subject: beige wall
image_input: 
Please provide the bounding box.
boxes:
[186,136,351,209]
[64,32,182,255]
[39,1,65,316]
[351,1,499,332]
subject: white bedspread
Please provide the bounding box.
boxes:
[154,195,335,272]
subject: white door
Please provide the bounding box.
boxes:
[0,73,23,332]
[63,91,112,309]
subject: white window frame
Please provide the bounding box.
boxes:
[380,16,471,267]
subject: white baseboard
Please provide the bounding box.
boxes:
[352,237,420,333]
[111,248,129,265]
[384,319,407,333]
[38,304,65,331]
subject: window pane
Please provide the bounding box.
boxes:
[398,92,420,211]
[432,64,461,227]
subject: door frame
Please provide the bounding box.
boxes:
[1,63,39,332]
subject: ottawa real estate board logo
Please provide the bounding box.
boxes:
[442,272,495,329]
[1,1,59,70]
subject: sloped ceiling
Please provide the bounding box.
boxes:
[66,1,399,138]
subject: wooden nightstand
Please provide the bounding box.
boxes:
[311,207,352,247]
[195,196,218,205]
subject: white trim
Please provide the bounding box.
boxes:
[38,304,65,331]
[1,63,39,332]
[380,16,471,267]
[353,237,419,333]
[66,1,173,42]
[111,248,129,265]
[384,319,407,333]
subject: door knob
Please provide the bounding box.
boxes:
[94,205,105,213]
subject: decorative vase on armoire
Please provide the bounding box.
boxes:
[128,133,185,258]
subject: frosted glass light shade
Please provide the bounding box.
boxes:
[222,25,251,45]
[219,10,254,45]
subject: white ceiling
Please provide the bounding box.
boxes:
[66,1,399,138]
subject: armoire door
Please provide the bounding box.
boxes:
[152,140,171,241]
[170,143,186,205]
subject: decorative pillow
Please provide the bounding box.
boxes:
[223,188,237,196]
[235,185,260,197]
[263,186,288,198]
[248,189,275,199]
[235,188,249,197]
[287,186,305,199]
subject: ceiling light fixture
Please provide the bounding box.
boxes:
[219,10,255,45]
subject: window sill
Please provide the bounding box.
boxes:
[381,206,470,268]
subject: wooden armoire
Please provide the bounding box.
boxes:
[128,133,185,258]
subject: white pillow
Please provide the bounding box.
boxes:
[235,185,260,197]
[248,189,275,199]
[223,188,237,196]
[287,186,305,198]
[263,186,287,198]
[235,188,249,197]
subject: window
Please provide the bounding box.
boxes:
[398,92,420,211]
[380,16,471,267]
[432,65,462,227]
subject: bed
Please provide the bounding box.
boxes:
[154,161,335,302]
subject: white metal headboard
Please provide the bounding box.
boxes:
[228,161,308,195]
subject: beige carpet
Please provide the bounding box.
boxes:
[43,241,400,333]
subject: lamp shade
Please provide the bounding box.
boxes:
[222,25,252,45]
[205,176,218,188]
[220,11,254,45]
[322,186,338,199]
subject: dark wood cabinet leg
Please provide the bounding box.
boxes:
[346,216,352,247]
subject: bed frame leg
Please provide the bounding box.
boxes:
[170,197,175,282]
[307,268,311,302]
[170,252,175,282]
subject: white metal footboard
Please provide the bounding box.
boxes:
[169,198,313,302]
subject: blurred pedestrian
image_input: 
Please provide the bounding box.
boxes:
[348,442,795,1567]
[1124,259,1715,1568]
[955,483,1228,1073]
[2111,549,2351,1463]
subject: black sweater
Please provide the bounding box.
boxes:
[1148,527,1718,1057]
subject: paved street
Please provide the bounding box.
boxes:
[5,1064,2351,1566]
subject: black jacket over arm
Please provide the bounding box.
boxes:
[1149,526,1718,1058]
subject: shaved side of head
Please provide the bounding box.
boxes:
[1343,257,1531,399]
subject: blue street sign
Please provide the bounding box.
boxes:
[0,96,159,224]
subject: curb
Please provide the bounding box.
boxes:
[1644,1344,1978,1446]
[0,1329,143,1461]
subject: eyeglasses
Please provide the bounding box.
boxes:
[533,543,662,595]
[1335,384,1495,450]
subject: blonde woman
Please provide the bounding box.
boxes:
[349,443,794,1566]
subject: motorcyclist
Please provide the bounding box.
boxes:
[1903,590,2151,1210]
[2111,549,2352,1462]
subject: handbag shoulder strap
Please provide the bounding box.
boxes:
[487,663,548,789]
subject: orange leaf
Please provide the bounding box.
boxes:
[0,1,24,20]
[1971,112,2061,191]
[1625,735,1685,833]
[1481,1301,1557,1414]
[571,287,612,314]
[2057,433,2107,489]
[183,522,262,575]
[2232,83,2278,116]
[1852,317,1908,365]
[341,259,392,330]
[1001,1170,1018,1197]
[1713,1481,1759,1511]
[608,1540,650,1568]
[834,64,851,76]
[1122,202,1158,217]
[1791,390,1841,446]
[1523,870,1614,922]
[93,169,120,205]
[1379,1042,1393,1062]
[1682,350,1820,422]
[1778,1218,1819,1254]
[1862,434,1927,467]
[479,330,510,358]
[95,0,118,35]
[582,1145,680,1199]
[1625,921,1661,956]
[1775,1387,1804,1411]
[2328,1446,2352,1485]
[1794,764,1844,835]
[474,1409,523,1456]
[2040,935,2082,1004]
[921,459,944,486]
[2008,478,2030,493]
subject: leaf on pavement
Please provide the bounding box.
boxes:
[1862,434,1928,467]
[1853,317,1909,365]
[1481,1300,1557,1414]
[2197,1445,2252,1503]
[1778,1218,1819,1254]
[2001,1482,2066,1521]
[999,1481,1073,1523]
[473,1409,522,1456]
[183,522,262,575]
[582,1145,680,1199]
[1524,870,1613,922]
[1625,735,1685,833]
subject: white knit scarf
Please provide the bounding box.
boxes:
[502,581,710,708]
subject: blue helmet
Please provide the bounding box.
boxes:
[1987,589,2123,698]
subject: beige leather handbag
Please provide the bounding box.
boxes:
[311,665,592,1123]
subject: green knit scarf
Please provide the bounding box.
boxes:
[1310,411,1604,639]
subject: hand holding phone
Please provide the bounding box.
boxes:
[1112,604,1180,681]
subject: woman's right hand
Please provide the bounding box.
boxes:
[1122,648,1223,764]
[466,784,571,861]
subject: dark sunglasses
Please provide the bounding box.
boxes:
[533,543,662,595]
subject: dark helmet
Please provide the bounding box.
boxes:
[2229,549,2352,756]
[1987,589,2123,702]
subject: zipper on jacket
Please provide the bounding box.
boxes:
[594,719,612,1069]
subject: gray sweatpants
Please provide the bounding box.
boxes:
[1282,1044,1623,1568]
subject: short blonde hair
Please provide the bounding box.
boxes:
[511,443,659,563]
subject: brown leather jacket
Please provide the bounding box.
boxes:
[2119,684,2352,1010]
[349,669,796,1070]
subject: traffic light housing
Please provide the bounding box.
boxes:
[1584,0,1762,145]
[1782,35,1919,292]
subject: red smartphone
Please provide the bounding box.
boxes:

--*--

#### [Goal of the exercise]
Write the entries above out again, unchanged and complete.

#### [Written solution]
subject: beige wall
image_input: 
Please provide the bounding box.
boxes:
[186,136,351,209]
[64,32,182,255]
[39,1,65,316]
[351,1,499,332]
subject: white bedspread
Please provide the bounding box.
boxes:
[154,195,335,272]
subject: white door
Please provide the bounding box.
boxes:
[0,73,23,332]
[63,91,112,309]
subject: white window frame
Please provide the bounding box.
boxes:
[380,16,471,267]
subject: white baseboard
Please provide the bounding box.
boxes:
[352,237,420,333]
[111,248,129,265]
[384,319,407,333]
[38,304,65,331]
subject: window pane
Please provide the bounding box.
boxes:
[398,92,420,211]
[432,64,461,227]
subject: door frame
Please provide the bounding box.
boxes:
[1,63,39,332]
subject: ottawa real estate board logo
Please provide the bounding box.
boxes:
[442,272,495,329]
[1,1,59,70]
subject: sloped ceiling
Please provide the bounding box.
boxes:
[66,1,399,138]
subject: wooden nightstand
Please provide the bounding box.
boxes:
[311,207,352,247]
[195,196,218,205]
subject: white trim
Please provide the bounding box.
boxes:
[38,304,65,331]
[1,63,39,332]
[380,16,471,267]
[353,237,419,333]
[66,1,173,42]
[111,248,129,265]
[384,319,407,333]
subject: door knob
Please provide the bounding box.
boxes:
[94,205,105,213]
subject: decorative vase on armoire
Please provide the bounding box.
boxes:
[128,133,185,258]
subject: frosted glass light shade
Please provide the bounding box.
boxes:
[222,25,251,45]
[219,10,254,45]
subject: white ceiling
Please provide the bounding box.
boxes:
[66,1,399,138]
subject: armoire door
Please provide the bounding box.
boxes:
[152,140,171,241]
[170,143,186,205]
subject: decorative pillow
Please provide the bounding box.
boxes:
[223,188,237,196]
[235,185,260,197]
[263,186,288,198]
[248,189,275,199]
[235,188,249,197]
[287,186,305,199]
subject: ceiling light fixture
Please provide the bounding box.
boxes:
[219,10,255,45]
subject: window sill
Please provide the bounding box.
boxes:
[381,206,470,268]
subject: wooden armoire
Please provide the bounding box.
boxes:
[128,133,185,258]
subject: white pillow
Please provide the bounding box.
boxes:
[235,185,260,197]
[248,189,275,199]
[223,188,237,196]
[287,186,305,198]
[263,186,287,198]
[235,188,249,197]
subject: window
Please provide the bounding box.
boxes:
[398,92,420,211]
[380,16,471,267]
[432,65,462,227]
subject: bed
Please provide the bounding box.
boxes:
[154,161,335,302]
subject: white metal headboard
Please provide the bounding box.
boxes:
[228,161,308,195]
subject: beige carpet
Please provide the bounding box.
boxes:
[43,241,400,333]
subject: lamp shade
Please provide the bounding box.
boxes:
[222,25,252,45]
[205,176,218,188]
[220,11,254,45]
[322,186,338,199]
subject: dark wood cabinet leg
Please provide the bounding box.
boxes:
[346,216,352,247]
subject: bed frame leg
Please provide the bounding box.
boxes:
[170,197,175,282]
[307,268,311,302]
[170,252,175,282]
subject: white metal footboard
Please provide the bounding box.
boxes:
[169,198,313,302]
subject: blurred pedestrian
image_input: 
Please provide the bounding box.
boxes:
[348,442,795,1567]
[1124,259,1715,1568]
[955,483,1228,1073]
[2111,549,2351,1463]
subject: black sweater
Please provide the bounding box.
boxes:
[1148,527,1718,1057]
subject: paved street
Please provide the bounding box.
boxes:
[5,1064,2351,1566]
subject: black jacket over arm
Please provide the bounding box.
boxes:
[1149,526,1718,1058]
subject: shaved side of head
Please provide the bounding box.
boxes:
[1343,257,1531,399]
subject: blue street sign
Please provide the bounding box.
boxes:
[0,96,159,224]
subject: curb
Please provide the bounding box.
boxes:
[1644,1344,1978,1446]
[0,1329,143,1461]
subject: eyeglasses
Please provide the bounding box.
boxes:
[533,543,662,595]
[1335,384,1495,450]
subject: blonde woman
Please provide the bounding box.
boxes:
[349,443,794,1566]
subject: motorcyclist
Please provide the bounding box.
boxes:
[1903,590,2151,1210]
[2111,549,2352,1462]
subject: handbag shoulder strap
Please provide the bounding box.
boxes:
[487,663,548,789]
subject: orange leaf
Please provide the bounding box.
boxes:
[0,1,24,20]
[1971,112,2061,191]
[1625,735,1685,833]
[1481,1301,1557,1414]
[571,287,612,314]
[2057,433,2107,489]
[183,522,262,575]
[2232,83,2278,116]
[1852,317,1908,365]
[341,259,392,330]
[1001,1170,1018,1197]
[1713,1481,1759,1511]
[608,1540,650,1568]
[834,64,851,76]
[1122,202,1158,217]
[1791,390,1841,446]
[1523,870,1614,922]
[93,169,120,205]
[1379,1042,1393,1062]
[1682,350,1820,422]
[1778,1218,1819,1254]
[1862,434,1927,467]
[479,330,510,358]
[95,0,118,35]
[582,1145,680,1199]
[1625,921,1661,956]
[1775,1387,1804,1411]
[2328,1446,2352,1485]
[1794,764,1844,835]
[474,1409,523,1456]
[2040,935,2082,1004]
[921,459,944,486]
[2008,478,2030,493]
subject: leaf on pavement
Please provide the bounding box.
boxes:
[1862,434,1928,467]
[1853,317,1909,365]
[1481,1300,1557,1414]
[2197,1445,2252,1503]
[1778,1218,1819,1254]
[2001,1482,2066,1521]
[999,1481,1073,1523]
[473,1409,522,1456]
[183,522,262,575]
[582,1145,680,1199]
[1524,870,1613,922]
[1625,735,1685,833]
subject: white knit scarf
Please provide the bounding box.
boxes:
[502,581,710,708]
subject: blue helmet
Please provide the bounding box.
boxes:
[1987,589,2123,698]
subject: beige leather handbag
Please provide the bounding box.
boxes:
[311,665,592,1123]
subject: green knit scarf
Please provide the bounding box.
boxes:
[1310,411,1604,639]
subject: hand holding phone
Please provide the bounding box.
boxes:
[1112,604,1180,681]
subject: woman's right hand
Please provide the bounding box.
boxes:
[1122,648,1223,764]
[466,784,571,861]
subject: dark sunglasses
Please provide the bounding box.
boxes:
[533,543,662,595]
subject: dark helmet
Please provide the bounding box.
boxes:
[2229,549,2352,756]
[1987,589,2123,702]
subject: zipper on jacket
Please provide the bounding box.
boxes:
[594,719,612,1069]
subject: gray sweatpants
Please provide the bounding box.
boxes:
[1282,1044,1623,1568]
subject: short blonde hair
Please provide the bounding box.
boxes:
[511,443,659,563]
subject: brown leather jacket
Please provide the bounding box.
boxes:
[2119,684,2352,1010]
[349,669,796,1070]
subject: traffic light housing
Please provide the bounding box.
boxes:
[1584,0,1762,145]
[1782,35,1919,292]
subject: red smartphone
Please provide the bounding box.
boxes:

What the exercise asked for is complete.